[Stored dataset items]
┏━━

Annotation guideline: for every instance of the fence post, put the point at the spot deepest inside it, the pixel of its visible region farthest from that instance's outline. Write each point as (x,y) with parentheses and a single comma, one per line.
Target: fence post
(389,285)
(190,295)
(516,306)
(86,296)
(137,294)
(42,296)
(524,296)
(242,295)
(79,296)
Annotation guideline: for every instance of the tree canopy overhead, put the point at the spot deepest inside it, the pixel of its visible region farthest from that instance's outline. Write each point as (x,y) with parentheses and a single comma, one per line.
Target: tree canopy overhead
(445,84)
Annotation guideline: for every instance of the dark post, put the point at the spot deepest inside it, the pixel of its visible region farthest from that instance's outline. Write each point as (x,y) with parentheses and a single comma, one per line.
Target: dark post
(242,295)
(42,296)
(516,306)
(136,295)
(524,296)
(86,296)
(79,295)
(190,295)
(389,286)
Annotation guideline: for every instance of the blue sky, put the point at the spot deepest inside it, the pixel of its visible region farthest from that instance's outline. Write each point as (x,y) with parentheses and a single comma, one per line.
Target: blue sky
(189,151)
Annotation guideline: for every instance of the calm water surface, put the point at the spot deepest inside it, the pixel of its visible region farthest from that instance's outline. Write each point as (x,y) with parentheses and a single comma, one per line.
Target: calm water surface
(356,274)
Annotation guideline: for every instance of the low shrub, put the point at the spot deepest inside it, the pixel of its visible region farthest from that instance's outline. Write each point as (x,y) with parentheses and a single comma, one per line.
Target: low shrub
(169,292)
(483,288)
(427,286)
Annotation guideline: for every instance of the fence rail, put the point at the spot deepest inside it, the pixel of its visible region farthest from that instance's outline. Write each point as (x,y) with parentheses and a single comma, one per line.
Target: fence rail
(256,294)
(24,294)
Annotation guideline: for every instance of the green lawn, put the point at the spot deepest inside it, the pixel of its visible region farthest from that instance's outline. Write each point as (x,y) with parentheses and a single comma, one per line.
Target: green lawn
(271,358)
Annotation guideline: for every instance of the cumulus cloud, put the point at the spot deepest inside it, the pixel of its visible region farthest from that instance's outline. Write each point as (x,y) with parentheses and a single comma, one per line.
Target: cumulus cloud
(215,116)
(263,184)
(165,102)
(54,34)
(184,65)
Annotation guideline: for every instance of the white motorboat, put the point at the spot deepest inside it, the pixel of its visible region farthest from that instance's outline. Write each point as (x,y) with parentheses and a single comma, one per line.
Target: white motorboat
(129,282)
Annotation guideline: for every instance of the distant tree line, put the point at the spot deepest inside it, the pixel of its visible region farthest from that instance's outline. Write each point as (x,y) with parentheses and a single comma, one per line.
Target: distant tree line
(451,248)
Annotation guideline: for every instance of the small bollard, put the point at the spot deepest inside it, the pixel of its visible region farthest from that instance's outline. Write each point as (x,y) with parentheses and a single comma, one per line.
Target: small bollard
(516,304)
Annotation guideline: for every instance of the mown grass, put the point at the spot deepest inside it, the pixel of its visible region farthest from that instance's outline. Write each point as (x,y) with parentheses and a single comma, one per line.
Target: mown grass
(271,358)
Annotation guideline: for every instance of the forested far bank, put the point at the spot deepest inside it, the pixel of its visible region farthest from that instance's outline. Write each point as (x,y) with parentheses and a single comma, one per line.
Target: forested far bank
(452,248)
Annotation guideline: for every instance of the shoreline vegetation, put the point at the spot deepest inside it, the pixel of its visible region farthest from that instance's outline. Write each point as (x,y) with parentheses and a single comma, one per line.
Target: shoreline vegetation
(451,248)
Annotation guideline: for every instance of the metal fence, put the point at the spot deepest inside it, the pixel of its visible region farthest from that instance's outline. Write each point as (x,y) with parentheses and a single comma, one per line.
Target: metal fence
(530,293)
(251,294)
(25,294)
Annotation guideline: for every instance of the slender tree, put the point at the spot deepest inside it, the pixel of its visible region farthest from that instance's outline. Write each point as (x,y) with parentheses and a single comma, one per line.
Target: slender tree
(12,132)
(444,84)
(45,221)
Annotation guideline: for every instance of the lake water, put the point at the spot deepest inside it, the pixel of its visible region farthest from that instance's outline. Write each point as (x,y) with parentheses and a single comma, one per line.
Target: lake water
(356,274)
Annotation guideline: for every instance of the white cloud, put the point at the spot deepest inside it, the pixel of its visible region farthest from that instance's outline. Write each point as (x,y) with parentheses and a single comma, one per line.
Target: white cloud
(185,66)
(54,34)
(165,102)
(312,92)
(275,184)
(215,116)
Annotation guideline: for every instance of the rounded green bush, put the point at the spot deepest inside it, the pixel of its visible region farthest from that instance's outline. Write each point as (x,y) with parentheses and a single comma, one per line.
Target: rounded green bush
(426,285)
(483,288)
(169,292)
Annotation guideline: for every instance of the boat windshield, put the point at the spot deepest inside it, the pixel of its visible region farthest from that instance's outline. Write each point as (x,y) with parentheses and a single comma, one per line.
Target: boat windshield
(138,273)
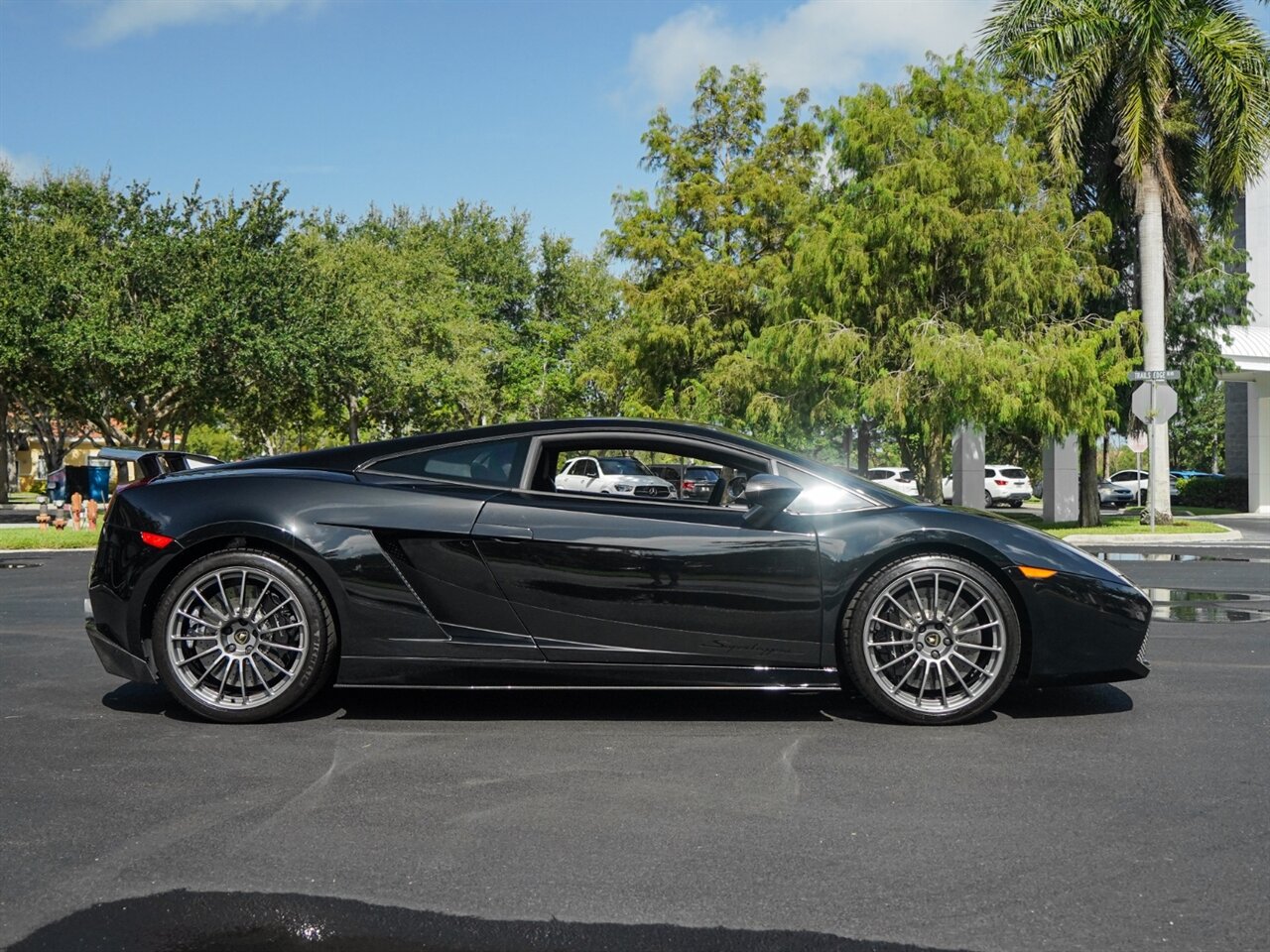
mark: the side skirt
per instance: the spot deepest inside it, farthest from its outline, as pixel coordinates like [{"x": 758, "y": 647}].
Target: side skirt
[{"x": 444, "y": 673}]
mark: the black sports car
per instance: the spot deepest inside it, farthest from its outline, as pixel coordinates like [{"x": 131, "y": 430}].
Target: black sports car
[{"x": 452, "y": 560}]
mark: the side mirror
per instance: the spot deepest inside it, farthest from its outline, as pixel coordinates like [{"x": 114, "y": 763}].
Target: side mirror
[{"x": 767, "y": 497}]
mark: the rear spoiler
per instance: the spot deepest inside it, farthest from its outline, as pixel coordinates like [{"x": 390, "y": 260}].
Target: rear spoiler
[{"x": 155, "y": 462}]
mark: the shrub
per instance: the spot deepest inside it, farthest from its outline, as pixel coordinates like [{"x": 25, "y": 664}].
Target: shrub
[{"x": 1213, "y": 493}]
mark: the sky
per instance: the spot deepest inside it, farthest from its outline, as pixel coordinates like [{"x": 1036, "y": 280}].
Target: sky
[{"x": 534, "y": 107}]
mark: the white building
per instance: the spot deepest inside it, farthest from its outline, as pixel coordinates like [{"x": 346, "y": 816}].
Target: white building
[{"x": 1247, "y": 390}]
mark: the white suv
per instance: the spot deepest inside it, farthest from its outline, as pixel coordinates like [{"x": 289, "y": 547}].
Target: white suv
[
  {"x": 894, "y": 477},
  {"x": 612, "y": 475},
  {"x": 1001, "y": 484},
  {"x": 1139, "y": 481}
]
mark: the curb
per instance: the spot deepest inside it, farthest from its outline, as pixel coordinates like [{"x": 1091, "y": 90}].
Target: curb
[
  {"x": 1146, "y": 538},
  {"x": 44, "y": 551}
]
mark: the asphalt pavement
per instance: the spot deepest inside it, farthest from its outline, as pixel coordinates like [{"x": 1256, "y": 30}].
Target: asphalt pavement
[{"x": 1109, "y": 817}]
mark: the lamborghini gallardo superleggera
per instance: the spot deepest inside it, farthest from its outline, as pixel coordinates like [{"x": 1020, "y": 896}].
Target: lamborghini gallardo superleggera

┗━━

> _What you need to do_
Collect every line with the string "mark" from the records, and copy each.

> _Task output_
mark: the side skirt
mark: the black sports car
mark: the side mirror
mark: the rear spoiler
mark: the shrub
mark: the sky
mark: the white building
mark: the white suv
mark: the curb
mark: the asphalt pavement
mark: the lamborghini gallardo superleggera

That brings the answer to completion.